Pseudocapacitance dominated Li3VO4 encapsulated in N-doped graphene via 2D nanospace confined synthesis for superior lithium ion capacitors

A pseudocapacitance dominated anode material assembled from Li3VO4 nanocrystals encapsulated in the interlayers of N-doped graphene has been developed via a facile 2D nanospace confined strategy for lithium ion capacitors (LICs). In this contribution, the N-doped graphene synthesized by a faicle solid state reaction using C3N4 nanosheets as template and glucose as carbon source provides sufficient 2D nanospace for the confined and homogeneous growth of Li3VO4 at the nanoscale, and simultaneously efficiently anchors each nanobuilding block inside the interlayers, thus realizing the utilizaiton of full potential of active components. The so-formed 3D hybrids not only ensure intimate electronic coupling between active materials and N-doped graphene, but also realize robust structure integrity. Owing to these unique advantages, the resulting hybrids show pseudocapacitance dominated lithium storage behaviors with capacitive contributions of over 90% at both low and high current rates. The LVO@C@NG delivers reversible capacities of 206 mAh/g at 10 A/g, capacity retention of 92.7% after 1000 cycles at 2 A/g, and a high energy density of 113.6 Wh/kg at 231.8 W/kg for LICs.

◆ DIRECTIVE A ◆
In the abstract on Li3VO4 encapsulated in N-doped graphene, what energy density does the material reach in lithium ion capacitors?

◆ INFORMATION SUPPLIED ◆
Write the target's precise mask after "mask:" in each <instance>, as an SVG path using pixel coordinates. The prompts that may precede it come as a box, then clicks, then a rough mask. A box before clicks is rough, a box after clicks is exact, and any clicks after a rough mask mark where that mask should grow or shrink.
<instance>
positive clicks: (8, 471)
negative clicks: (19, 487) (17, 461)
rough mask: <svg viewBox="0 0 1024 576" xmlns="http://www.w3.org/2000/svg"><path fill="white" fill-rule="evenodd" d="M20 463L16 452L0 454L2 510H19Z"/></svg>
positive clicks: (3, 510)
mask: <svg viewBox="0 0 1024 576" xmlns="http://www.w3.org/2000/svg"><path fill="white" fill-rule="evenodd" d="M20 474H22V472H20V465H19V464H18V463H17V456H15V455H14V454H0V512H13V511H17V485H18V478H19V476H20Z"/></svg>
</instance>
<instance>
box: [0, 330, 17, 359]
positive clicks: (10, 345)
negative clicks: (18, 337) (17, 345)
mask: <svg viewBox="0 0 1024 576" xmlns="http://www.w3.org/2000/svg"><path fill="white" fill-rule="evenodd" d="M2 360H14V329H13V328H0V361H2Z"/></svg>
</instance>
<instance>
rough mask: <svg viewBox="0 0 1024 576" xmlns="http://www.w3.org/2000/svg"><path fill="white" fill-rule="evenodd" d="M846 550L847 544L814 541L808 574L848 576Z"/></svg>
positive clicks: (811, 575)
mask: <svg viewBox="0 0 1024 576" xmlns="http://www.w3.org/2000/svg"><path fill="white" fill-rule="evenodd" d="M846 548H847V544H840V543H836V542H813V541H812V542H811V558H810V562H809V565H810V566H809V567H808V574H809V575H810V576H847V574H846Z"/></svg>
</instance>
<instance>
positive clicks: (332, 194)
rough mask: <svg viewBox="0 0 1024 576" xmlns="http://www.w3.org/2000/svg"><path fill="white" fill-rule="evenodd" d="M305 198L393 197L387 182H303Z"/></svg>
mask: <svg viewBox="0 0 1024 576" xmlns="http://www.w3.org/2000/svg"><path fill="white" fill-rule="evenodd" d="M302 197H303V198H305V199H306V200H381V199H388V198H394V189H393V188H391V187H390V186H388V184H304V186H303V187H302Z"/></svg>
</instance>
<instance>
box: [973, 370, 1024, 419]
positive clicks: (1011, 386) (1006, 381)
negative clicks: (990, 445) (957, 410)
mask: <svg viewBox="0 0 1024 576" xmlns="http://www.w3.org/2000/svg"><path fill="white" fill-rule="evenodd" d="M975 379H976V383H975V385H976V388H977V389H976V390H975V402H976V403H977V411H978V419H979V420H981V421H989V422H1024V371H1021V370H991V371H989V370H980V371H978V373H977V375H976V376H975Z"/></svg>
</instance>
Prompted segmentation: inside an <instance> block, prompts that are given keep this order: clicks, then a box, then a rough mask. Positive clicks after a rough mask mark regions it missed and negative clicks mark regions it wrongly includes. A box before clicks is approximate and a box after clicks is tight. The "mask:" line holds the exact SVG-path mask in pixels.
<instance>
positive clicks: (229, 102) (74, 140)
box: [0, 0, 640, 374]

◆ DIRECTIVE B ◆
Reproduce the records word for word, starting at their first line and stopping after the line that contains "positive clicks: (8, 471)".

◆ REPLY A ◆
A high energy density of 113.6 Wh/kg at 231.8 W/kg.

◆ REPLY B ◆
Write the target's precise mask after "mask:" in each <instance>, as an SVG path using pixel coordinates. The prompts that may precede it come as a box, then clicks, then a rough mask. A box before clicks is rough, a box after clicks is exact, and any clicks after a rough mask mark where that mask should grow or shrink.
<instance>
positive clicks: (8, 471)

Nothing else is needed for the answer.